— Exercise aim —
Could you reproduce every record below exactly as written?

— Dataset entries —
——

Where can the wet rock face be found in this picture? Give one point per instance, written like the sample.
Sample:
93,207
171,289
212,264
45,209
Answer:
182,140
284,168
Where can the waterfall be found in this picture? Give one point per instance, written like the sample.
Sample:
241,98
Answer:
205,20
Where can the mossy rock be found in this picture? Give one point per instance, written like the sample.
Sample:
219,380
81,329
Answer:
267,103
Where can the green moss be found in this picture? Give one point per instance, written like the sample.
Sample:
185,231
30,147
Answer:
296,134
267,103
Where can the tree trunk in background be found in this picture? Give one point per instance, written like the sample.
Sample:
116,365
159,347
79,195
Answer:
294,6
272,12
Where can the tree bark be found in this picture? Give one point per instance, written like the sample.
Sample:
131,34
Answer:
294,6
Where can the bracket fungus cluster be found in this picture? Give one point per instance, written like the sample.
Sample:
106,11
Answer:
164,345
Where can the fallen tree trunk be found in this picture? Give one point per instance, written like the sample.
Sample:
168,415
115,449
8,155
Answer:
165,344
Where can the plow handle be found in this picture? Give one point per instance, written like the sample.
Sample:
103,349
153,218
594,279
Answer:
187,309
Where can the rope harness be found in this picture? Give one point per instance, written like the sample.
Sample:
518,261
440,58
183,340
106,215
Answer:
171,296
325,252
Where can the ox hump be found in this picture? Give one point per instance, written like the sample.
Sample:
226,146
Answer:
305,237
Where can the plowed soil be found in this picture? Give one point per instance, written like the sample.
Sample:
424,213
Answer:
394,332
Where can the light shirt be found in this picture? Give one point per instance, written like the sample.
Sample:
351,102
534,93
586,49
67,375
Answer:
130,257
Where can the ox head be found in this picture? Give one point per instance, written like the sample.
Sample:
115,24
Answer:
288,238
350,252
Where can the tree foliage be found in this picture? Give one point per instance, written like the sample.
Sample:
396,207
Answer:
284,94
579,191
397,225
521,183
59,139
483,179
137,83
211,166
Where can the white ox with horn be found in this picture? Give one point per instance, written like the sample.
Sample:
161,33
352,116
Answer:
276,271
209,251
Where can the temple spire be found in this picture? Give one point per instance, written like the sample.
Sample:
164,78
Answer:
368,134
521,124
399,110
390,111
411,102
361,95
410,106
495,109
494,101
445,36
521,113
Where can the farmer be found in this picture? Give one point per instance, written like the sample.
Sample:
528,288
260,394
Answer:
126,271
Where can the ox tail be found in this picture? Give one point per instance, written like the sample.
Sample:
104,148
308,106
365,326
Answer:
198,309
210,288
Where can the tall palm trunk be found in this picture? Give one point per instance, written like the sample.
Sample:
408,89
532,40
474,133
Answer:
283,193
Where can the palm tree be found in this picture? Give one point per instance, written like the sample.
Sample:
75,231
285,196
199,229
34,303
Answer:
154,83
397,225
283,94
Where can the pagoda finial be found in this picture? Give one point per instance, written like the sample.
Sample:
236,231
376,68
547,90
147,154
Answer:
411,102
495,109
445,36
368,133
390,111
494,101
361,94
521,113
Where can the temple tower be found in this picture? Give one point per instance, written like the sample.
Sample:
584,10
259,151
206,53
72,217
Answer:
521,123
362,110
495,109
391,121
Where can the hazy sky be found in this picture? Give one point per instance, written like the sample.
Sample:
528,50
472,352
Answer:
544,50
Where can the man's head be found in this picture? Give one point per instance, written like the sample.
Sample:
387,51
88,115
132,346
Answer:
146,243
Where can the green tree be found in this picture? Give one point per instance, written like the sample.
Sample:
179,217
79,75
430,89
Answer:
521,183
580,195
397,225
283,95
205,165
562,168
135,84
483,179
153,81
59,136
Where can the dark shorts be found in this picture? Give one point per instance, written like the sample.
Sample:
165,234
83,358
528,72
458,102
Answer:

——

— Result —
Where can the wet rock face be found in this picture? Give one point per instance, written like the sample.
Sample:
93,207
171,289
212,264
45,209
Answer:
182,140
284,168
Where can the waterfall be found in this picture? Give one point per instance, written like the sample.
Sample:
241,98
Answer:
205,20
Where can the mossy rock be found in this picture? Give one point per instance, written like the sample.
Sample:
219,380
81,329
Answer:
267,103
Where can the green moss be found in this picture? Give one point per instance, written like the sample.
Sample:
185,231
30,147
Answer:
296,134
267,103
Where can the tree trunk in background be found in this picture? Give one point per instance, written like the sample.
Sample:
116,365
159,347
79,195
Answer:
294,6
272,12
Where can the tree bark be found in this picture? Give one point per instance, written like the sample.
Sample:
131,34
Answer:
294,6
Where can the bracket fungus cluster be found in this picture? Give one point per instance, written like the sample.
Sample:
106,11
Answer:
164,345
Where can the fallen tree trunk be found in this picture? Give one point per instance, written like the sample.
Sample:
168,415
115,449
8,155
Answer:
165,344
Where can the plow handle be found in this picture? Give one point per instance, written like the sample.
Sample:
103,349
153,218
594,279
Answer:
187,309
Where can the rope harness be found in this picture? Give one point per instance, written like the sample.
Sample:
518,261
440,58
183,340
106,215
Answer:
171,296
325,252
Where can the ox hump be found in this picture? Give one point per instance, written like the sample.
Sample:
226,146
Answer:
305,237
Where can the plowed soil be found in this picture? Give one point per instance, written like the sample.
Sample:
424,213
Answer:
394,332
Where can the light shirt be found in this picture? Give one point per instance, written like the sample.
Sample:
351,102
534,93
586,49
67,375
Answer:
130,257
Where can the ox head be found in this picture? Give one point per instance, written like the sample.
Sample:
115,24
Answer:
288,238
350,252
Where can the tree foliage be found in this picture? Give one point per instance, written like the sample.
Sample:
396,207
Answer:
284,94
579,191
397,225
521,183
59,139
483,179
137,83
211,166
Where can the white ox with horn be found in this picture? Give one point per instance, written like the sample.
Sample:
161,33
352,116
Answer:
276,271
209,251
Where can the temple spire be found in this picture? Give one point per instance, written like the sample.
Sample:
164,78
Answer:
368,134
521,124
399,110
390,111
411,102
361,95
410,106
495,109
494,101
445,36
521,113
Where can the farmer be found in this picture? Give one point per instance, written like the sample.
Sample:
528,288
260,394
Answer:
126,271
Where can the ox tail be found in this picture? Give one point per instance, written like the sample.
Sample:
104,148
308,106
365,326
Answer:
198,309
210,288
Where can the tall palm trunk be found in this picture? Give one point per instance, written like the sample.
Sample:
408,89
532,40
474,133
Answer:
283,193
Where can the palm tree be found in this picture? Give one point per instance, written like the sample.
Sample:
75,231
285,196
199,229
34,303
Answer:
154,83
397,225
283,94
Where can the pagoda finial be found in this picture? Give one point per instance, written like the sample.
Sample:
236,231
376,68
547,90
147,154
Answer:
411,102
495,109
445,36
368,133
390,111
494,101
361,94
521,113
Where can the temple tower be found in this picture? Give one point per instance, written like the sample.
Sample:
584,10
259,151
206,53
72,217
Answer:
521,123
362,110
495,109
391,121
Where can the hazy sky be found in this picture? Give one point per instance, written like the sample.
Sample:
528,50
472,352
Answer:
544,50
Where can the man's head be found in this picture? Give one point per instance, written like the sample.
Sample:
387,51
88,115
132,346
Answer:
146,243
Where can the green tree be found in this picture? Give one point per instance, written like the sample.
Sample:
179,217
79,75
430,89
Answer:
521,183
580,195
397,225
283,95
205,165
562,168
135,84
483,179
153,81
59,136
Where can the dark shorts be found in this picture? Give one point per instance, written like the sample.
Sample:
165,234
83,358
528,72
458,102
Answer:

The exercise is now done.